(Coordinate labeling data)
========================

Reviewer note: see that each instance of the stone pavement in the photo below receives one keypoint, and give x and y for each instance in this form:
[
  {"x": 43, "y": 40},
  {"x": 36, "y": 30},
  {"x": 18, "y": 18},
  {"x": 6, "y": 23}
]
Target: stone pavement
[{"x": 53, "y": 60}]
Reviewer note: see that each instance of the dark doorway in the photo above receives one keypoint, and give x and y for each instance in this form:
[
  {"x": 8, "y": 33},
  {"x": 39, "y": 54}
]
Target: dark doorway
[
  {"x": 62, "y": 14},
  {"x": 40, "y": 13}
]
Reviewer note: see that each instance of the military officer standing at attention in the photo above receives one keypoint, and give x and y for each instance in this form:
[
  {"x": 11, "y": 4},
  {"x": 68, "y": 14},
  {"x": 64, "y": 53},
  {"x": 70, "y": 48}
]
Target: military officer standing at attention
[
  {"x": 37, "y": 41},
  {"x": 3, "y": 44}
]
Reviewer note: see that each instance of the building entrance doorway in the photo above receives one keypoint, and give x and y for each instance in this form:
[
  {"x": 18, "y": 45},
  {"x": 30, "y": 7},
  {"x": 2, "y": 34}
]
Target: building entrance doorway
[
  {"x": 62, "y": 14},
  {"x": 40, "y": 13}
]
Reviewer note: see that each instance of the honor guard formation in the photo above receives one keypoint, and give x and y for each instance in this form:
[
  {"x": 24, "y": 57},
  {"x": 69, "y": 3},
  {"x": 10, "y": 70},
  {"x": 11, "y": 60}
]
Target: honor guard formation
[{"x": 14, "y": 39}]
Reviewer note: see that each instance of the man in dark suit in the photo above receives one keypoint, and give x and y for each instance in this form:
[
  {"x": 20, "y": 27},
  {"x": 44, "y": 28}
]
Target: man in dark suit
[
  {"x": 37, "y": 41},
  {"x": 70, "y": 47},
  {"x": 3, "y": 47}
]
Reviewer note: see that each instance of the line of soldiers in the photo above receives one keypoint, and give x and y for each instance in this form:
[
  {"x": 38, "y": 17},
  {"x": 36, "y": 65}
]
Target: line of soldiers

========================

Please copy the material above verbatim, from the line containing "Reviewer note: see that each instance of the man" through the end of the material, both of those lines included.

→ **Answer for this exercise**:
Reviewer note: see that each instance of the man in dark suit in the photo above receives one keypoint, and give x and y for each instance in this form:
[
  {"x": 20, "y": 27},
  {"x": 44, "y": 28}
]
Target: man in dark suit
[
  {"x": 37, "y": 41},
  {"x": 70, "y": 47},
  {"x": 3, "y": 47}
]
Reviewer note: see that each instance of the line of soldiers in the photo above receives one keypoint, and give x and y for each instance in this form:
[
  {"x": 38, "y": 17},
  {"x": 36, "y": 65}
]
Target: line of soldiers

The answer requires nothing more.